Exercise details> Copy exactly the line containing "Teacher note to the class: pick out the light" and each line after it to the end of the listing, and output nothing else.

Material for this exercise>
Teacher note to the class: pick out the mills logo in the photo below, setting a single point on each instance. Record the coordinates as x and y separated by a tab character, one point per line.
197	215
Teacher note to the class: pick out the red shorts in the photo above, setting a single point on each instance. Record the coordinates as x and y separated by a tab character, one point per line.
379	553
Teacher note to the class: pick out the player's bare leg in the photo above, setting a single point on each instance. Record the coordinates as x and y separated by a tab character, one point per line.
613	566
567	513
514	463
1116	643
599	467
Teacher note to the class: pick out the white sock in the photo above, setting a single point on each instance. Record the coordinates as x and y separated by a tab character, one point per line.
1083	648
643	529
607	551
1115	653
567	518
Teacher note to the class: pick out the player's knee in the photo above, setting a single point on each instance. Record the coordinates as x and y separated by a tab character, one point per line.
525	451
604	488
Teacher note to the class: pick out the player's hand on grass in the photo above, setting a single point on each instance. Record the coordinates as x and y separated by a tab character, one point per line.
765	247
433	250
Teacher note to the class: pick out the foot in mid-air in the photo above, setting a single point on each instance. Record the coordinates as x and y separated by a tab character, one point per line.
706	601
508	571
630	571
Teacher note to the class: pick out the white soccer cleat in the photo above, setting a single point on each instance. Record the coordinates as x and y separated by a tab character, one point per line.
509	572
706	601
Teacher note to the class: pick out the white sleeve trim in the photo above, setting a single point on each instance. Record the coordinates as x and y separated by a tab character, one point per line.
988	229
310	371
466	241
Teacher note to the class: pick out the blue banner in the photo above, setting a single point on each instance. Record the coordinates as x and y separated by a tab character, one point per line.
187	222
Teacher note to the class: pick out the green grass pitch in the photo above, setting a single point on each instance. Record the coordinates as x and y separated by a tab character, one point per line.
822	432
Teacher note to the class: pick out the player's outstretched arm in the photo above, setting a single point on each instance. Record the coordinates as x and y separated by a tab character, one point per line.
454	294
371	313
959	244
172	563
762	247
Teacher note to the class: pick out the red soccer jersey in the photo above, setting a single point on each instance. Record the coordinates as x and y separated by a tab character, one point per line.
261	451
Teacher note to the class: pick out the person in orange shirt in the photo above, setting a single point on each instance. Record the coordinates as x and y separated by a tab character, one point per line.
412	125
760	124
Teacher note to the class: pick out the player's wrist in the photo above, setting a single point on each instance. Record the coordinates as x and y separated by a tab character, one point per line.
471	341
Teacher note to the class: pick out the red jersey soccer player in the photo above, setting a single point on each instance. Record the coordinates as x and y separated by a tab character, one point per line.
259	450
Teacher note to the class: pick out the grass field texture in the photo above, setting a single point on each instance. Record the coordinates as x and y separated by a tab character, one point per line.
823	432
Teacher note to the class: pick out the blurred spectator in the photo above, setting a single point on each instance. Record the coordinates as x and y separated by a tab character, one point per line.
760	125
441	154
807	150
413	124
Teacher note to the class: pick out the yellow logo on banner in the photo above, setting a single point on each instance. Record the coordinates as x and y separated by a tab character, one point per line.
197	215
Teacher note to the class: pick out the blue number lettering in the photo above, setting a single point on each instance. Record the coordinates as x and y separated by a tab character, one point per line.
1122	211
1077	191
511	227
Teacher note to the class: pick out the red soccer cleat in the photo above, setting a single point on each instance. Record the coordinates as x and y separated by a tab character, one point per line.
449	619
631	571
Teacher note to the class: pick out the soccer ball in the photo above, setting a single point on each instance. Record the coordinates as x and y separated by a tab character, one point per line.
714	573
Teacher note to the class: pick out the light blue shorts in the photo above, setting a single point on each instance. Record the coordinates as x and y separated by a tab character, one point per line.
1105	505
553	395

Written solution>
Teacher note to the class: pick out the light blue shorts in the photo above, setting a single point on each instance. Record the coordinates as x and y separated by a tab character, one point per line.
1105	505
553	395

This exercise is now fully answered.